*** Text shown ***
In this article, I'm about to guide you to the best exercises for seniors that can be done both in a commercial gym and in the privacy of your own home to safely and efficiently improve flexibility, strength, and balance. As a personal trainer and gym owner for over three decades, I'll also include some insider senior exercise fitness tips to get the most from your exercise plan.
Here's what we'll cover:
Why Exercise Matters For Seniors.
The Best Exercises For Seniors.
Tips On Exercises For Seniors
Regular physical activity is crucial as people age to prevent the negative effects of aging on the body and mind. Studies have repeatedly demonstrated that exercise has a wide range of health benefits for older people, from increased safety and balance to improved functional fitness and physical appearance.
Here are four reasons why exercise for seniors citizens matters:
Keeping their balance and avoiding falls, which can harm independence and health, is one of the most important concerns for seniors.
Research from Harvard Health Publishing shows that exercise and fitness for seniors lowers the risk of falling by enhancing muscle strength and stability, primarily through balance and strength training exercises.¹ According to studies, seniors who regularly engage in fitness programs report a decreased risk of falling, enhancing their safety and confidence in daily activities.²
Exercise can help seniors maintain their independence in daily activities like walking, climbing stairs, and dressing themselves.³ Regular workouts for seniors will benefit cardiovascular health, improve bone density, maintain muscle mass, and promote joint flexibility. As a result, older folks can maintain their independence and lead more rewarding lives without needing continual assistance with daily tasks.
***
> **What you will do**:
A. Retype the passage from the text on exercise for seniors, between "The Best Exercises For Seniors." and "and physical appearance.", inclusive.
B. Answer these questions using the text on exercise for seniors:
(i) For how long has the writer been a personal trainer and gym owner?
(ii) Whose research is cited on exercise lowering the risk of falling?
(iii) Which daily activities does the text name as ones exercise helps seniors keep doing on their own?
*** Recorded information ***
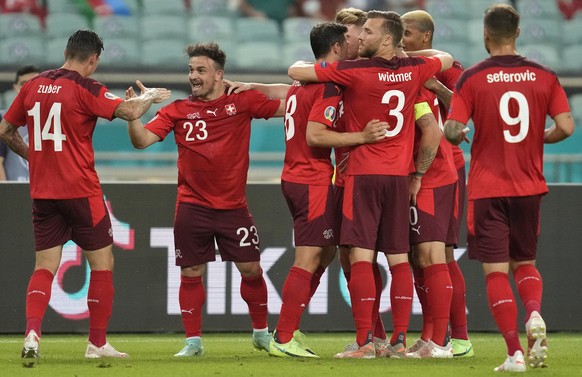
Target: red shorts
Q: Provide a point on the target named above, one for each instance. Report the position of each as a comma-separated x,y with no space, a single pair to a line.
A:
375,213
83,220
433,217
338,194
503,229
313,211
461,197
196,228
***
*** Recorded information ***
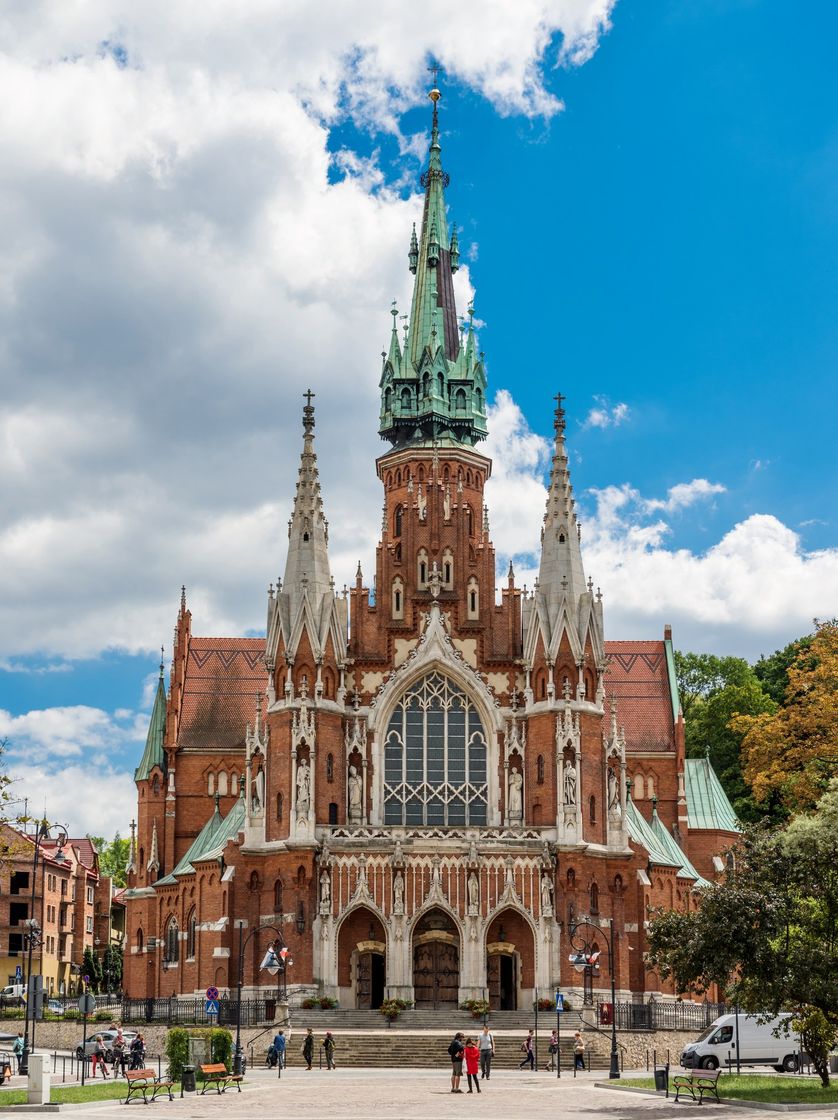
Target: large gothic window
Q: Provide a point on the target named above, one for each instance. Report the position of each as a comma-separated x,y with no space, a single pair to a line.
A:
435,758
***
> **Per-task answers**:
A.
The Best Exercises For Seniors.
Tips On Exercises For Seniors
Regular physical activity is crucial as people age to prevent the negative effects of aging on the body and mind. Studies have repeatedly demonstrated that exercise has a wide range of health benefits for older people, from increased safety and balance to improved functional fitness and physical appearance.

B.
(i) For over three decades.
(ii) Harvard Health Publishing.
(iii) Walking, climbing stairs, and dressing themselves.